**Tugas Singkat 1**
Terjemahkan kalimat "Sebulan kemudian, terjadi perceraian antara suami istri tersebut." dari teks kutipan di bawah ke dalam bahasa Inggris.
**Tugas Singkat 2**
Menurut teks kutipan di bawah, kapan saudara laki-laki itu mengunjungi adik perempuannya?

**Teks Kutipan**
========
Atiyatul Mawaddah Binti Fauzan
Kamis, 6 April 2017
PERTANYAAN BIASA, NAMUN BERBAHAYA
Seorang wanita bertanya pada sahabat baiknya, "Kapan
nikah? Kok belum ada kabar undangan"
Si sahabat menjawab, "Belum tahu, belum ketemu
jodohnya"
Wanita itu menimpali, "Sudah umur segitu lho, kapan
lakunya? Temen-temen yang lain sudah naik pelaminan semua"
(Yang awalnya ia bersabar dalam penantian dengan terus
menyibukkan diri, tiba-tiba gundah gulana, stress dengan beban deadline
menikah, pada akhirnya studi, karir, dan hobinya berantakan)
Saudara laki-lakinya bertanya saat kunjungan seminggu
setelah adik perempuannya menikah, tepat dihari jadi sang adik.
"Hadiah apa yang diberikan suamimu dihari ulang
tahunmu?".
"Tidak ada" jawab adiknya pendek.
Saudara laki-lakinya berkata lagi, "Masa sih, apa
engkau tidak berharga di sisinya? Aku bahkan sering memberi hadiah istriku
walau tanpa alasan yang istimewa".
(Siang itu, ketika suaminya lelah sepulang dari kantor
menemukan istrinya merajuk di rumah. Mengkritik sang suami karena tidak
seromantis kakaknya. Keduanya lalu terlibat pertengkaran. Sebulan kemudian,
terjadi perceraian antara suami istri tersebut. Dari mana sumber masalahnya?
Dari kalimat sederhana yang diucapkan saudara laki-laki kepada adik
perempuannya)
Saat arisan seorang ibu bertanya, "Rumahmu ini apa
tidak terlalu sempit ya Jeng? Bukankah anak-anakmu banyak?"
========
**Materi Terlampir**
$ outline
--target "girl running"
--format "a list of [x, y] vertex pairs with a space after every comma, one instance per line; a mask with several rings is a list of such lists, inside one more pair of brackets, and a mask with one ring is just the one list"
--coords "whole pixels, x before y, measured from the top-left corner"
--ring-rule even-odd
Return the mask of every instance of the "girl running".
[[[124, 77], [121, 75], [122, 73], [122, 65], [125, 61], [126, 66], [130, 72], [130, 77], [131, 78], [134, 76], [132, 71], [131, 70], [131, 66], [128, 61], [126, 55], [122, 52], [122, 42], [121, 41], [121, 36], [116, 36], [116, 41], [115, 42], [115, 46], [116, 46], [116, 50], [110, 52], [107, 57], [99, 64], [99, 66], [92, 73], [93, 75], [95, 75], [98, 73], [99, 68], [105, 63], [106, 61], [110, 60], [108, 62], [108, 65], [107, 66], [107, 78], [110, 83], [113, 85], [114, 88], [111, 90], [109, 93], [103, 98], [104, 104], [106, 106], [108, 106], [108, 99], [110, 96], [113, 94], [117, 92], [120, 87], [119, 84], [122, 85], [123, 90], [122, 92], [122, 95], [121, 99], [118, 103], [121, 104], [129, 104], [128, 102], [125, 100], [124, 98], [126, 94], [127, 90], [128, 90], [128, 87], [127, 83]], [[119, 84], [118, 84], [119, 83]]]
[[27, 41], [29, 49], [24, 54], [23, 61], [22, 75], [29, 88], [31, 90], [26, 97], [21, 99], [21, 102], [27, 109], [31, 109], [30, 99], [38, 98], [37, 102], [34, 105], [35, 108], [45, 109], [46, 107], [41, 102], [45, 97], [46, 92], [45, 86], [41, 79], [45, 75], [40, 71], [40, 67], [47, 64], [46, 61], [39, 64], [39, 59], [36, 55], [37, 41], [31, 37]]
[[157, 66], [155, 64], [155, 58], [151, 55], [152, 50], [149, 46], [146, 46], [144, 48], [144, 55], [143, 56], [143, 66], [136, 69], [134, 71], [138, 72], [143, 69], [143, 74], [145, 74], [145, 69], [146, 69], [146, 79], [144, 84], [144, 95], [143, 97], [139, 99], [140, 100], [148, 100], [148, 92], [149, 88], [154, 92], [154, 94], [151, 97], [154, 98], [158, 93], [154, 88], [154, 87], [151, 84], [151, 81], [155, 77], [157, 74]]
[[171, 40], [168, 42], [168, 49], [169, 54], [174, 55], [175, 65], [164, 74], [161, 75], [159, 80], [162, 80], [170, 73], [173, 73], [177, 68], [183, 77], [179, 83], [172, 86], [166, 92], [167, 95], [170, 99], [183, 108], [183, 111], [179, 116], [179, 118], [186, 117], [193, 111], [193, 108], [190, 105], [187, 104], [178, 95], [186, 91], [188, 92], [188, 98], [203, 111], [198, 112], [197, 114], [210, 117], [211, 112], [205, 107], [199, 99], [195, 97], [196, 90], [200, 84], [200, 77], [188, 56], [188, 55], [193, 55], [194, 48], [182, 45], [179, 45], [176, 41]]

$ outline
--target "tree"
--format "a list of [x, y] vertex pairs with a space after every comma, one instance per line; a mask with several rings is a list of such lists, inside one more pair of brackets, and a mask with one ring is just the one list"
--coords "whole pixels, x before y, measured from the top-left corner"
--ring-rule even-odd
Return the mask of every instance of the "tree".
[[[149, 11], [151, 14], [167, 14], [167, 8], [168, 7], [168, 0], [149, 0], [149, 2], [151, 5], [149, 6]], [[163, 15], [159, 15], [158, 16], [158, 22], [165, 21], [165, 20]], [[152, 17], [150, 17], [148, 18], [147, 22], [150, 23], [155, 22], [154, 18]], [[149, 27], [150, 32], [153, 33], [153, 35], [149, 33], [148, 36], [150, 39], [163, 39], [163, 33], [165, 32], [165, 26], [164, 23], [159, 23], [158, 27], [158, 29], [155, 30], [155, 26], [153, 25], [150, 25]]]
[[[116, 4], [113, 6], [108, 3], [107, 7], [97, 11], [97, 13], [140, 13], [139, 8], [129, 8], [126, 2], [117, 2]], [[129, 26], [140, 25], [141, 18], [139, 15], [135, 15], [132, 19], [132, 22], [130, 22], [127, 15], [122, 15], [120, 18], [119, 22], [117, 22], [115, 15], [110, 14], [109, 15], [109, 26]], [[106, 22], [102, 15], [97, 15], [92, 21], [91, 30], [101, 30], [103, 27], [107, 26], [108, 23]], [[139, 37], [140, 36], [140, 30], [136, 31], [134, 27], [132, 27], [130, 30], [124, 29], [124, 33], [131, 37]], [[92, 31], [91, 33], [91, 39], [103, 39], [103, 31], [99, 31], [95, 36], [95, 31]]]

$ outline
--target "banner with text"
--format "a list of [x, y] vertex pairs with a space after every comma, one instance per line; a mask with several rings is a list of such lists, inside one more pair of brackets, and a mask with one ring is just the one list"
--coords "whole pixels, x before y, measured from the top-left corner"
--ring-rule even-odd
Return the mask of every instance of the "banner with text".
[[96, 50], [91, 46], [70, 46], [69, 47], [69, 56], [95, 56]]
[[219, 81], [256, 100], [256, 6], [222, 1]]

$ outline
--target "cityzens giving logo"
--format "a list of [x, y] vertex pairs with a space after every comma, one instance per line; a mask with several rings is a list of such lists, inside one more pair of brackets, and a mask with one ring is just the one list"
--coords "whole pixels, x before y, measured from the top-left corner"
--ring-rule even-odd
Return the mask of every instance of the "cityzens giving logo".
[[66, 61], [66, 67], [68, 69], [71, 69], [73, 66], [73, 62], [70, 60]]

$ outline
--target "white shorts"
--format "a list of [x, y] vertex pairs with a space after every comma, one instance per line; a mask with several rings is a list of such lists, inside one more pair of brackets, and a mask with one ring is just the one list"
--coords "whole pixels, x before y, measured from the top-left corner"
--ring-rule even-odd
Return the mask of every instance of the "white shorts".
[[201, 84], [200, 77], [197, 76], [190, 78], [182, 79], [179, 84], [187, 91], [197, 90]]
========
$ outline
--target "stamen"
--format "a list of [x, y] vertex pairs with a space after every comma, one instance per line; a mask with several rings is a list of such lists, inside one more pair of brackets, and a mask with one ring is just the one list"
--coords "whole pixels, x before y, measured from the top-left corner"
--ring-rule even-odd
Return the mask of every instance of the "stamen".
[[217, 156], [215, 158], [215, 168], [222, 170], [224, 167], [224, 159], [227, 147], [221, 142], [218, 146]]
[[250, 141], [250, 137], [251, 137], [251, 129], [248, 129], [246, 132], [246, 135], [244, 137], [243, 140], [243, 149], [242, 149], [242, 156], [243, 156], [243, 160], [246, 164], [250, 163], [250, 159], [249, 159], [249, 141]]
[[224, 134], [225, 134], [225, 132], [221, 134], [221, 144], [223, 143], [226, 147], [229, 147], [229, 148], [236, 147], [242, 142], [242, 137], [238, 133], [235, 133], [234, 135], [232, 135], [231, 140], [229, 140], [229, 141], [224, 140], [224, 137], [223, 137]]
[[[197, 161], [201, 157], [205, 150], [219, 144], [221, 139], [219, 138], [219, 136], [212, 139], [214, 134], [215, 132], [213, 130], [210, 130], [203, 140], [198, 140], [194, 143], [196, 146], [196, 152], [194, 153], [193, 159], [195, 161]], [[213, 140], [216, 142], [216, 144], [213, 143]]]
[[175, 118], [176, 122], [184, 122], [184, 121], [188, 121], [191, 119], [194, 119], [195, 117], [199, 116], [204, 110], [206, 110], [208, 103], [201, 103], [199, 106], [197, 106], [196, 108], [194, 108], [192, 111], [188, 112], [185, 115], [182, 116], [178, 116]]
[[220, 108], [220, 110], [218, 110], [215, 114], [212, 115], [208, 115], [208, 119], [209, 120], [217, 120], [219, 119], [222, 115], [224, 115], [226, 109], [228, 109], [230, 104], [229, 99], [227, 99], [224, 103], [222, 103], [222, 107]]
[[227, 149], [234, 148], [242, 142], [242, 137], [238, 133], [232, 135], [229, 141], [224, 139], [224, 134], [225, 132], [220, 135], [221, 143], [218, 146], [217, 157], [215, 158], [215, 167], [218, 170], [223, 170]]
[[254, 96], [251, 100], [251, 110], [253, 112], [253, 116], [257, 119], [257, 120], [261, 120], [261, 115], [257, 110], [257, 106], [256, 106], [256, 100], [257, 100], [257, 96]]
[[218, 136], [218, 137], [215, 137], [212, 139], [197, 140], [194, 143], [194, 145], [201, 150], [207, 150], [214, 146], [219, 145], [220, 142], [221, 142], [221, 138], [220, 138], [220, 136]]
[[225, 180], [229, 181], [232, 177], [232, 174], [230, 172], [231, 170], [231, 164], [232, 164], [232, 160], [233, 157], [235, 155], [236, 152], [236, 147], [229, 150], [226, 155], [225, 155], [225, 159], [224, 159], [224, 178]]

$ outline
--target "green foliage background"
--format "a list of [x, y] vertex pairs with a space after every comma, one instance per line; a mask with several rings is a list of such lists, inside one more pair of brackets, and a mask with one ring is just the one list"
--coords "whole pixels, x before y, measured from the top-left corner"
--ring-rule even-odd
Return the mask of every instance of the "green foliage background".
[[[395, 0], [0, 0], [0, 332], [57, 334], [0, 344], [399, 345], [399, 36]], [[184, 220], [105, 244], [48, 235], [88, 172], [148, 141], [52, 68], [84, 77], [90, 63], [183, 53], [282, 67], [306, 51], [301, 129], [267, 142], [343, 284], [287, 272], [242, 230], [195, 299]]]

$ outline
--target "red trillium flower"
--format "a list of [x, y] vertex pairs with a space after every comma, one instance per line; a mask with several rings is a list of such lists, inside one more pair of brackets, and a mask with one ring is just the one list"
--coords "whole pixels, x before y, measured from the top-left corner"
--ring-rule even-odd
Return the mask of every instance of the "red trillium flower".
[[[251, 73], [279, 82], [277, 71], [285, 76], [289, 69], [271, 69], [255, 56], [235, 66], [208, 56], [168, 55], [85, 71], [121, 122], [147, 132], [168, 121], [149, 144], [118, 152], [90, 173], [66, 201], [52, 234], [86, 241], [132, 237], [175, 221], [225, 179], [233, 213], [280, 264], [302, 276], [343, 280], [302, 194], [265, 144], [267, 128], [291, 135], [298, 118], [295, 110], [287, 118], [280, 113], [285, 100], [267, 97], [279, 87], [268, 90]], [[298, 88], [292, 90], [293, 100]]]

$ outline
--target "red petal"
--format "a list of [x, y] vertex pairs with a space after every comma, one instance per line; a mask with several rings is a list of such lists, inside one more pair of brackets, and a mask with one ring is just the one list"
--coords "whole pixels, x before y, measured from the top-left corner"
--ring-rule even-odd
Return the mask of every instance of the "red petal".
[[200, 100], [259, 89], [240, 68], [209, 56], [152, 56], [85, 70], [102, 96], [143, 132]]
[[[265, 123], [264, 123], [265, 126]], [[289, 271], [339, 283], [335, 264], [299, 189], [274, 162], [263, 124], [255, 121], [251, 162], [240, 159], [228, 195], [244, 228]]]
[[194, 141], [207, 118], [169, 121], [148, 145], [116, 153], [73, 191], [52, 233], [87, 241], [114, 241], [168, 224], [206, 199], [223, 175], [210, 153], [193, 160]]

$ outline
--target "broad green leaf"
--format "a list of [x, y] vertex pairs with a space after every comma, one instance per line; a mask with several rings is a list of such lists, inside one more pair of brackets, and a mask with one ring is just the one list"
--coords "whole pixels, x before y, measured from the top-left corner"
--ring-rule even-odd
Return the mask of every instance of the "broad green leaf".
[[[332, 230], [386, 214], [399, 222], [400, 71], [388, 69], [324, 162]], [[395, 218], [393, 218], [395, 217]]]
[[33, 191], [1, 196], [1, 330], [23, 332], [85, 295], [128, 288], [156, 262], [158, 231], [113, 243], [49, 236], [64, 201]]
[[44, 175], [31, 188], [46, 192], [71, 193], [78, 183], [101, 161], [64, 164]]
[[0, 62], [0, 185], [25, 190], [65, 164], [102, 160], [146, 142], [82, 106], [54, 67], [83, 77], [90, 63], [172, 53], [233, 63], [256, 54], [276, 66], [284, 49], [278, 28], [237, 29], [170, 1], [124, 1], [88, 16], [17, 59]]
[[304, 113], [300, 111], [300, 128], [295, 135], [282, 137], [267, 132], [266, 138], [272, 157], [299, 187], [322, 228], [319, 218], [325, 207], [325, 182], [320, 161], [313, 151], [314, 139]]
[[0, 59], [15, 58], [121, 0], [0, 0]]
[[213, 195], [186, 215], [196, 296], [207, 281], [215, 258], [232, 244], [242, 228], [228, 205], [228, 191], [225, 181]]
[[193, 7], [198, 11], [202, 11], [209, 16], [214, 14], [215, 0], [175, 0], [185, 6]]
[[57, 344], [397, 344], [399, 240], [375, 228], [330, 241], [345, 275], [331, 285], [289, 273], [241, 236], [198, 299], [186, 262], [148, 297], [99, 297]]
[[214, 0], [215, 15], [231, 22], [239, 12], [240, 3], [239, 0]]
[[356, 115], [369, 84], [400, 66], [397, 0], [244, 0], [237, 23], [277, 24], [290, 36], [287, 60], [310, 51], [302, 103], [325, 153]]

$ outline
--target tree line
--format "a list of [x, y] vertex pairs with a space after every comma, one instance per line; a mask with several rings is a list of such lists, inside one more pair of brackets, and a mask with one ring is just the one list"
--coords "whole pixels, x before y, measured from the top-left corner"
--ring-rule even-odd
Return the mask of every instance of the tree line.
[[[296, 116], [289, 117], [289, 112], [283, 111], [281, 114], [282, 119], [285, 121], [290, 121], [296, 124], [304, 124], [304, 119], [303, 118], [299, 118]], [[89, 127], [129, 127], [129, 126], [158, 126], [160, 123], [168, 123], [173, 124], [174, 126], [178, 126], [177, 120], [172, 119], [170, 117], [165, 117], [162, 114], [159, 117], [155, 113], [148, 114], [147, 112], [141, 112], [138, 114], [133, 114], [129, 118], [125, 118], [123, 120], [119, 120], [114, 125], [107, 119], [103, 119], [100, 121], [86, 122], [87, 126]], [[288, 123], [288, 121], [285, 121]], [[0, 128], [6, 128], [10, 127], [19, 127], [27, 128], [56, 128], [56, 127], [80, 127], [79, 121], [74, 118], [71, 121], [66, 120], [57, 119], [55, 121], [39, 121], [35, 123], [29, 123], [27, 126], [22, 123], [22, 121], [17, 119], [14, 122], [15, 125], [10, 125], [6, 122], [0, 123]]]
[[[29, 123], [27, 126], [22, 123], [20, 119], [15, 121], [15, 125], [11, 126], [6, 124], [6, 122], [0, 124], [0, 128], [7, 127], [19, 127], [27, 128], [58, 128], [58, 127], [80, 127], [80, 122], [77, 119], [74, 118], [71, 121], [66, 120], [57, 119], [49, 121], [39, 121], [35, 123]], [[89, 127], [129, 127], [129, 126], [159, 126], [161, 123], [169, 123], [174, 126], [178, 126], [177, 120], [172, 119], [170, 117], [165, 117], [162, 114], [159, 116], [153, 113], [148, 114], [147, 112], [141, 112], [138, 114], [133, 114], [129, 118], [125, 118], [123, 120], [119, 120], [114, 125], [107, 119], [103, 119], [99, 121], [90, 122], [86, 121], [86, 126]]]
========
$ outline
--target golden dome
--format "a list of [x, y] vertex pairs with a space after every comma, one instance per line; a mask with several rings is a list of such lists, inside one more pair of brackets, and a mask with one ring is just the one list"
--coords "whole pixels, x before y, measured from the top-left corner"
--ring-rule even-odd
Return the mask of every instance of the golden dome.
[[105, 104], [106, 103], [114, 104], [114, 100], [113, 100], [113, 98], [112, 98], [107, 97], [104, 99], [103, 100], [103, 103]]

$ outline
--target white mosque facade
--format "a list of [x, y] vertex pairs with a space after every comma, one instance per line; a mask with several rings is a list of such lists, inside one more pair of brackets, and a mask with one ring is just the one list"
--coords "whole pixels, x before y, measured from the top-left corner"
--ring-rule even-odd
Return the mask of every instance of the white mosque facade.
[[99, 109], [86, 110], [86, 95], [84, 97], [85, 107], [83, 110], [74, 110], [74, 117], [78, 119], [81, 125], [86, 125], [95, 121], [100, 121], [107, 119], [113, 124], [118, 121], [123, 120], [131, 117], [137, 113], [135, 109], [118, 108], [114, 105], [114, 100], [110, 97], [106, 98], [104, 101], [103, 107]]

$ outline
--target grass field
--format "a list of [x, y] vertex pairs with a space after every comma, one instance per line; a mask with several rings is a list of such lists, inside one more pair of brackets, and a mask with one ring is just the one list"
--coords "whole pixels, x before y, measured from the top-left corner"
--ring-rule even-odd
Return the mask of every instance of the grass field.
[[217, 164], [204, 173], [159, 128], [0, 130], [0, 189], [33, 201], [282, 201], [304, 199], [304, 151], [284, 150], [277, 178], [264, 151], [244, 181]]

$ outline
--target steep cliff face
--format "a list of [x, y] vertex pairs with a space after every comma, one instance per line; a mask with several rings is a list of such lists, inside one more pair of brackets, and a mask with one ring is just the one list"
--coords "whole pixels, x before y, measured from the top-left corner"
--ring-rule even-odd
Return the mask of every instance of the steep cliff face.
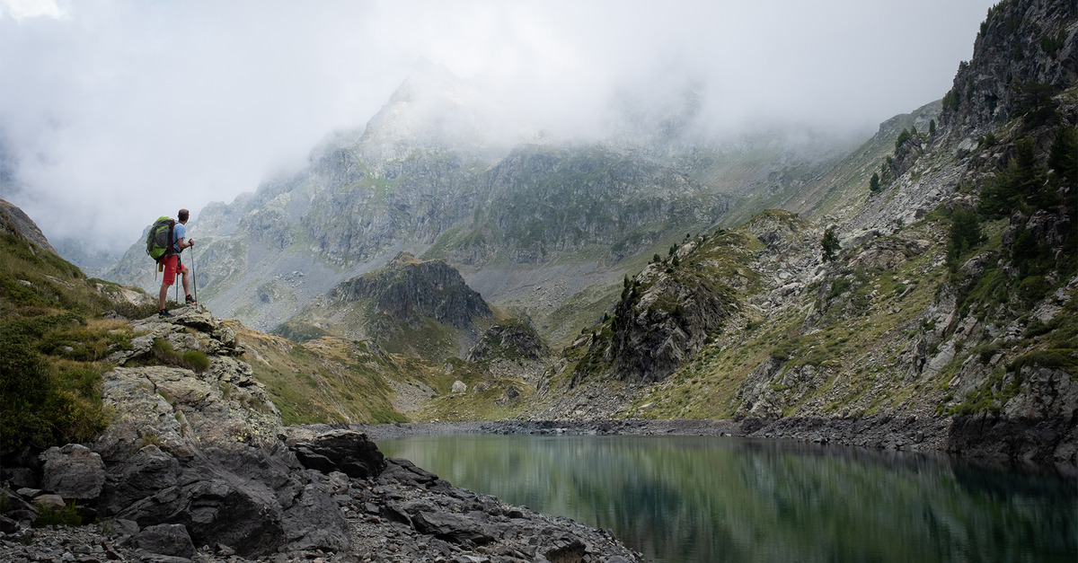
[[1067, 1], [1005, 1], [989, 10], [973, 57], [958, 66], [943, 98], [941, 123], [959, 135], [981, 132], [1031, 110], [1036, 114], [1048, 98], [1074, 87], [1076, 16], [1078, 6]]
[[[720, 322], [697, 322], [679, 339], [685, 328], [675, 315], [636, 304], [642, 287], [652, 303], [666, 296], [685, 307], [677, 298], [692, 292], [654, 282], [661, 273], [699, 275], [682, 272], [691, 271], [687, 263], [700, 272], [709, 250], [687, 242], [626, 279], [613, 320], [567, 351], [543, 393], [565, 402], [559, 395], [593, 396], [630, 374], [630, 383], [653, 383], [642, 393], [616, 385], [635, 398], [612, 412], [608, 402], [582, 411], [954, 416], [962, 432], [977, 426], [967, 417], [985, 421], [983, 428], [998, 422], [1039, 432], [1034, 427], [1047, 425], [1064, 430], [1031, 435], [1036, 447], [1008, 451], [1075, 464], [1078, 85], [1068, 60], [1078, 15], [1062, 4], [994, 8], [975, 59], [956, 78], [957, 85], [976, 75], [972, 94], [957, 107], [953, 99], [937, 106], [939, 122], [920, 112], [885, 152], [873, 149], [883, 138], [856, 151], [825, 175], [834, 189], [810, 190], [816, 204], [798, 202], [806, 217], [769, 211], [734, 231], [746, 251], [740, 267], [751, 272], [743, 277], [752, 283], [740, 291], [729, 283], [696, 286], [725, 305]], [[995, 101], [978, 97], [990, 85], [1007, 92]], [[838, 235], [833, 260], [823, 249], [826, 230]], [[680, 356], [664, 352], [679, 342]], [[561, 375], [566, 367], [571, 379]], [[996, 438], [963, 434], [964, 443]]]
========
**Jawaban 1**
A month later, the husband and wife divorced.

**Jawaban 2**
Seminggu setelah adik perempuannya menikah, tepat pada hari ulang tahun sang adik.